Document passage —
Friday, October 21, 2011

SPLAT

I never realized Pep-Rallies involved so much whipped cream.

The short classes where nice, the pep-rally funny, but the best part of day? Skipping through the freshman hall at the end. Why, you might ask, is that so great? Because we hadn't gone very far before we fell flat on the floor with a big Ker-SPLAT!

Okay, something must be wrong there. Falling was the highlight of my day? What about the girls digging gummy worms out of whipped cream? Or football players getting hit in the face with whipped cream? Or the teachers getting hit in the face with whipped cream? (moral of the story there, don't become a teacher or play sports. You might get hit in the face with whipped cream) No. Believe it or not, falling was the best part of my day. I am still laughing about it. A few days ago Emma was told not to skip to lunch because it was a twisted form of running. Our response to that? In whose twisted mind is skipping a twisted form of running? Turns out Mr. Dykstra was onto something when he said no skipping. It's dangerous. You could seriously hurt yourself.

Unless you are used to falling, running into parked cars, doing summer-saults over handle-bars, skidding in front of cars in the middle of intersections, slipping on ice, slipping on a puddle, falling up stairs, and just all around clumsiness. I'm used to it. So if you ever see me fall, don't panic. It's okay. I'm just clumsy, its not serious or contagious. I think . . .

Thursday, October 13, 2011

Dear Reader

So, I figured it was time for another post, but I was to busy relaxing in Psychology class today (it was nap time!!!) to come up with anything. So I am simply going to use an email I got from a friend. Enjoy them, and I am going to go to bed. My nap as apparently not long enough . . .


~Dear U.S. Government,


I do not like this Uncle Sam, 
I do not like his health care scam. 
I do not like these dirty crooks
or how they lie and cook the books.
 I do not like when Congress steals,
 I do not like their secret deals.
 I do not like ex-speaker Nan,
 I do not like this "YES WE CAN."
 I do not like this spending spree, 
I'm smart, I know that nothing's free. 
I do not like their smug replies 
when I complain about their lies. 
I do not like this kind of hope. 
I do not like it. 
Nope, nope, nope.

Sincerely, Dr. Suess.
~Dear Walmart,
Why are you selling Obama Christmas ornaments? Does this mean you condone hanging black men from trees?
Sincerely, a confused customer
~Dear Disney,
Winnie the Pooh: overeater. Piglett: phobic. Tigger: ADD. Rabbit: OCD. Eeyore: depression. christopher robin: schizophrenia.

Records shown —

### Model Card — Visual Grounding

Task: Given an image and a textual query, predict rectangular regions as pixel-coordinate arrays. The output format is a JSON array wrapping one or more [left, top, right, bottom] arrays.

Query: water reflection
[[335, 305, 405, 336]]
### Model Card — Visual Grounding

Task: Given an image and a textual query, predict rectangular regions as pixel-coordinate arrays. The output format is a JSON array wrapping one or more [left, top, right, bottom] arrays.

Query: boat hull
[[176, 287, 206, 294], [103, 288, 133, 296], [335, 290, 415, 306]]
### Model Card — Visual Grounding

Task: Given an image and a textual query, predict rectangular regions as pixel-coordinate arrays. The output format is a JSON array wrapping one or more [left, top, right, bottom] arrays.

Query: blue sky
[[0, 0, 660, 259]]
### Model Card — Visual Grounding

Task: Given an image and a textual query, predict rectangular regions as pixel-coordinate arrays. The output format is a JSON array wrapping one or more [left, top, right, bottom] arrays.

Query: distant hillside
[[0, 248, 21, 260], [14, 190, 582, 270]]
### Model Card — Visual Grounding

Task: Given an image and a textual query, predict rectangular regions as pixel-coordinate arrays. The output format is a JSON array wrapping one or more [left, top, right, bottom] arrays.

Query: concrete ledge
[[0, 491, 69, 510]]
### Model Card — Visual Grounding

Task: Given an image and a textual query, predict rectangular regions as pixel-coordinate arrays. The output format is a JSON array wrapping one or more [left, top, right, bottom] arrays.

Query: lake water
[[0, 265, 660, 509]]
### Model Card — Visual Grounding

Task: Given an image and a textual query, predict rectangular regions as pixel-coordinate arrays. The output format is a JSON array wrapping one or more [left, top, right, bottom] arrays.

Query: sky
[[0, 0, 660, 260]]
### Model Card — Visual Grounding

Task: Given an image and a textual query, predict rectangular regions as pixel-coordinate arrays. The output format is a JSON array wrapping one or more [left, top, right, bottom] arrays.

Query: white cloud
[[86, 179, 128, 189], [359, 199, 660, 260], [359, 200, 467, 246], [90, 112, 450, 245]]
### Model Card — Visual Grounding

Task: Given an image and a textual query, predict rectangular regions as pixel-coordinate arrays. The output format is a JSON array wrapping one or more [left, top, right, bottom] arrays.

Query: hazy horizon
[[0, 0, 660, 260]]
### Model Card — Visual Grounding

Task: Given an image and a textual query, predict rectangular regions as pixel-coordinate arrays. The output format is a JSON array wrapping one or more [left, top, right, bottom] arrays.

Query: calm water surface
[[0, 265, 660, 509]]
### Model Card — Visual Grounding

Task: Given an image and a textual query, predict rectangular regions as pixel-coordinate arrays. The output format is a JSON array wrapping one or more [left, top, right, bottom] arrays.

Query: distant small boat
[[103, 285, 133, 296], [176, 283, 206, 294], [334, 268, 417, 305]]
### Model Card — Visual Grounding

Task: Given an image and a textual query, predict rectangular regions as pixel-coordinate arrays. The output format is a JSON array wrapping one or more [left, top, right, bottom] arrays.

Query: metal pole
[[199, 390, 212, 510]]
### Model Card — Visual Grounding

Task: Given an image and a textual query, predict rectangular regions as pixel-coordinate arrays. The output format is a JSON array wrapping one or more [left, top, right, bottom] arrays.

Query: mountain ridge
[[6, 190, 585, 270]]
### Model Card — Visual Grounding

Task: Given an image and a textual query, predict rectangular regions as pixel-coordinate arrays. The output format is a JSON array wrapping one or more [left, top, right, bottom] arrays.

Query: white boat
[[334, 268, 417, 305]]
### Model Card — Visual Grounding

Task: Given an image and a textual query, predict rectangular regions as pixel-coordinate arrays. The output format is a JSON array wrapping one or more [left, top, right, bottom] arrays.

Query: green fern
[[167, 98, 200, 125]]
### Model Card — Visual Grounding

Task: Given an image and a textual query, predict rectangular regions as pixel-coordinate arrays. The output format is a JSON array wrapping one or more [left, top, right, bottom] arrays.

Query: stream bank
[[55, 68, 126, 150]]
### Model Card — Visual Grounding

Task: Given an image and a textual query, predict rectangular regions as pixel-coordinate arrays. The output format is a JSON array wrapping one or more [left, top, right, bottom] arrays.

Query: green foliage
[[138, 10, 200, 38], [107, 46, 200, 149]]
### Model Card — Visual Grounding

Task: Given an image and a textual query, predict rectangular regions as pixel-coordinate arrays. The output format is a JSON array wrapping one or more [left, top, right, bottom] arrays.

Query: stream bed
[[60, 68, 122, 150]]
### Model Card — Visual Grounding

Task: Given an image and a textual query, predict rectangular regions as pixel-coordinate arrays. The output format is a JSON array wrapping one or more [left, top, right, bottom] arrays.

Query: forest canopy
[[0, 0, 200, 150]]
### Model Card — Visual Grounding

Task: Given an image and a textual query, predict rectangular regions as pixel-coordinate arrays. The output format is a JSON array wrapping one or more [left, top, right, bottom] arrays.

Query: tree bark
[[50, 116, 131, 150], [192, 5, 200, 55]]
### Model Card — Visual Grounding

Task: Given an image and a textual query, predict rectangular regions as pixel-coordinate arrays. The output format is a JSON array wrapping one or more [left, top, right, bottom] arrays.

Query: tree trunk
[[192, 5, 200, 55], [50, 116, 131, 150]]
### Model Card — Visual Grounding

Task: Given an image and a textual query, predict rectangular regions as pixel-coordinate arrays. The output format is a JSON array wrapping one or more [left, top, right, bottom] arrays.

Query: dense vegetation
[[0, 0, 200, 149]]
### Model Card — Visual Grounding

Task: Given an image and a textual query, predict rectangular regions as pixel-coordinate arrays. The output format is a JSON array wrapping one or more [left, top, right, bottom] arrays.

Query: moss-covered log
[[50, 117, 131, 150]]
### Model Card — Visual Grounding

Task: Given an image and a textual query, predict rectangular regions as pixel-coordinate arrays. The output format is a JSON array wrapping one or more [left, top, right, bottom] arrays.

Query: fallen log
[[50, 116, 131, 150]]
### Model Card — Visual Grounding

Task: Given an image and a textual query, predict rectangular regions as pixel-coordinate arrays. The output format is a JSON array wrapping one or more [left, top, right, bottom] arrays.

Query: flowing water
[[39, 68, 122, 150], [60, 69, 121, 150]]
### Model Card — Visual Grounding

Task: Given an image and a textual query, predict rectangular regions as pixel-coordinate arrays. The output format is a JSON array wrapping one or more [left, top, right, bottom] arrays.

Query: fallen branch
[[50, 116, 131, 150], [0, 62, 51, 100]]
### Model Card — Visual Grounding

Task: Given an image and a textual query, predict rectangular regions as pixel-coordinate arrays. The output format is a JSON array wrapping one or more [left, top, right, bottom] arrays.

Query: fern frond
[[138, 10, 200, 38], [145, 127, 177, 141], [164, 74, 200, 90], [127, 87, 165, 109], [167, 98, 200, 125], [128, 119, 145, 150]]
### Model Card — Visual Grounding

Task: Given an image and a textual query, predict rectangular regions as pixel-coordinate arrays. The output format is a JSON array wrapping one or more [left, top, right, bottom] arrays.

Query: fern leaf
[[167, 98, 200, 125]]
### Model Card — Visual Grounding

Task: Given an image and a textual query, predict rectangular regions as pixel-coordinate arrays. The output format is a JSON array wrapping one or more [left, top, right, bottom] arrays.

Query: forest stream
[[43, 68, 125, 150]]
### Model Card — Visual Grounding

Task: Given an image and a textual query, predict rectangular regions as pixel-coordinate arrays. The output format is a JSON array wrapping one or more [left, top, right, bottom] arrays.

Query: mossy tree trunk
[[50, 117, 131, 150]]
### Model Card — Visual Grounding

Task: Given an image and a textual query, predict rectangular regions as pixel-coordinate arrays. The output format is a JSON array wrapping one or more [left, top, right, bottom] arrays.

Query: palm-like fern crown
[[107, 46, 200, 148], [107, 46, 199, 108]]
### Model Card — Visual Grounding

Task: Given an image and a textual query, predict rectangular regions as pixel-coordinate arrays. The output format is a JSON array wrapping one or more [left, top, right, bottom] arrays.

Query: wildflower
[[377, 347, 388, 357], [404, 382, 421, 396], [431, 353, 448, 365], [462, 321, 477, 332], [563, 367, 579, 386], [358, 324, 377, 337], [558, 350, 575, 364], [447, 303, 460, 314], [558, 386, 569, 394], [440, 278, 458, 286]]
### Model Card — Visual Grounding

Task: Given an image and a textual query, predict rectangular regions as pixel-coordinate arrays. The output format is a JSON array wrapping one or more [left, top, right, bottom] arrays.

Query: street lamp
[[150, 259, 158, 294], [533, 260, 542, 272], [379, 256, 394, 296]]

Tasks to perform —
• 1. Answer these questions about the blog posts:
(a) What date appears on the post titled "SPLAT"?
(b) Who said no skipping?
(c) In which class was the writer relaxing on the day of the "Dear Reader" post?
• 2. List every character named in the "Dear Disney" letter in the blog posts.
• 3. Carry on the blog posts from their last line, in the same voice.
The items are separate from the blog posts.

Final answers —
• 1.
(a) Friday, October 21, 2011
(b) Mr. Dykstra
(c) Psychology class

• 2.
Winnie the Pooh
Piglett
Tigger
Rabbit
Eeyore
christopher robin

• 3.
Sincerely, AP Psych ruined my childhood.
~Dear periodic table,
I see you've forgotten about me...
Sincerely, the element of surprise.
~Dear J.K. Rowling,
Your books are entirely unrealistic. I mean, a ginger kid with two friends?
Sincerely, anonymous.

~Dear unborn son,
Please note that your name will be Luke purely so I can say "Luke, I am your Father" when you question my authority.
Sincerely, soon to be father.
~Dear fourth grader on Facebook,
How are you in a complicated relationship?
Sincerely, what'd he do, steal your animal crackers?
~Dear Walmart,
So, Google and I talked it over and we agreed that you can be in on our world domination plans.
Sincerely, Facebook.

~Dear Martin Luther King Jr.,
I have a dream within a dream within a dream within another dream... What now?
Sincerely, Leonardo DiCaprio
~Dear Kayne West,
Roses are red, violets are blue, if Rebecca Black wins any awards, you know what to do.
Sincerely, the world.
~Dear World,
I think we should seriously consider changing the saying to, 'There are plenty of birds in the sky.' Thoughts?
Sincerely, BP
~Dear Officer,
I can't even say the alphabet backwards when I'm sober! I never took AP Kindergarten.
Sincerely, trying to not get arrested
~Dear gangsters,
I would pants you, but it looks like someone beat me to it.
Sincerely, anonymous

~Dear "I'm not drunk!",
You threw a sock at a midget and screamed "Dobby be free!"
Sincerely, yes, yes, you are.

Dear Mulan,
If you got him to fall in love with you by dressing up like a man, that should send up a few red flags.
Sincerely, just saying.
~Dear "Sticks and stones may break my bones but words will never hurt me",
Try getting hit in the face with a dictionary.
Sincerely, anonymous.
~Dear murderer,
I watched when you splattered my mother's entrails all over the wall. I saw you beat my little brothers and sisters to death. I heard you screeching that you'd come for me next...
Sincerely, spider.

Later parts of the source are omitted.